Work to complete:
1) From the piece on patient-centric healthcare, list every digital tool or technology it names.
2) In the piece on patient-centric healthcare, why does empathy matter so much? Answer in one to three sentences.
3) Write the next part of the piece on patient-centric healthcare and technology, picking up after its last sentence.

Text shown:
--- --- ---

Retail pharmacy is another area where patient-centric innovation has taken off. In underserved parts of the country and in healthcare deserts across the U.S., telemedicine has provided a lifeline to patients, but the human touch of a pharmacist practicing at the top of their license, explaining treatment plans and potential side effects, is key to driving better outcomes.

Human connection is essential to true patient-centricity. Every experience should be infused with it so that consumers feel supported and valued. Health is personal and oftentimes emotional. This means that empathy is key to establishing and maintaining trust, which is the crux of a positive patient experience.

I look at my own experiences with medicine and technology as an example of how digital tools can be paired with the human touch to drive engagement and better outcomes. As a rare cancer survivor, regular lab work is an essential part of my holistic care. Like many cancer survivors, I live with radiation-induced side effects from treatment and manage them by seeing my care team regularly. Recently, some of my lab results came back abnormal, and my doctor recommended a 10-day study using a continuous monitor that tracks my glucose levels and reports them to a smartphone application and my doctor’s electronic health record system. The digital tool offers incredible data, but the insight comes through the human touch of my trusted physician; in other words, it’s not technology or humanity—it’s both.

--- --- ---

Stored data entries:
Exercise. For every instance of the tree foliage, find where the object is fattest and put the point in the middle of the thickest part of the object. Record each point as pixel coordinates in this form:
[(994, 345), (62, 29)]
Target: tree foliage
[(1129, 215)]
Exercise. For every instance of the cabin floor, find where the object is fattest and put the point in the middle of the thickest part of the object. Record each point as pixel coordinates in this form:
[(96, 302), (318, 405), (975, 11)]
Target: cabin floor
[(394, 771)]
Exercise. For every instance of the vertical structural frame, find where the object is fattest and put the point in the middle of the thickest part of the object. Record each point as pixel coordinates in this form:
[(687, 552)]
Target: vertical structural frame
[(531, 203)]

--- --- ---

Answers to this exercise:
1)
- Telemedicine
- A continuous monitor that tracks glucose levels
- A smartphone application
- An electronic health record system

2) Health is personal and often emotional, so empathy is key to building and keeping trust. That trust is the crux of a positive patient experience.

3)
Finding a balance—or in healthcare, a symbiotic relationship—between digital tools and human engagement ensures patients are getting the best of both worlds. According to PwC, “nearly 80% of American consumers say that speed, convenience, knowledgeable help and friendly service are the most important elements of a positive customer experience.” Consumer brands, and especially healthcare brands, should focus on implementing and refining technology that supports these principles while incorporating real people in order to achieve the best outcomes.

Tangible Methods For Creating Seamless Experiences

In healthcare, an issue resulting in patient complexities is the lack of back-end integration between healthcare providers, payers and insurance companies, pharmacists, appointment schedulers, health records and more. Patients need a more connected way to holistically manage their care. Every piece of the patient experience should work on the back end.

Marketers, especially in healthcare, should always keep the customer or patient at the center. Tangible solutions include:

• Specialized expertise: Not every marketer can (or should!) be an expert in digital, customer or patient experiences. Consider bringing on new talent to ensure seamless experiences, whether it’s a chief patient officer, chief digital platforms officer or chief experience officer. Being armed with the expertise can only make a positive difference.

• Predictive analytics: Consumers are accustomed to predictive and intelligent tools, like Netflix’s recommendations based on watch history or Gmail’s suggested email responses. Implementing intelligent tools makes the process easier and more intuitive for the patient.

• Data: Data is key in creating personalized interactions at every touch point. Combining clinical and lifestyle data creates a better understanding of the data as people, along with their needs. From there, marketers can tailor communications in a more effective way.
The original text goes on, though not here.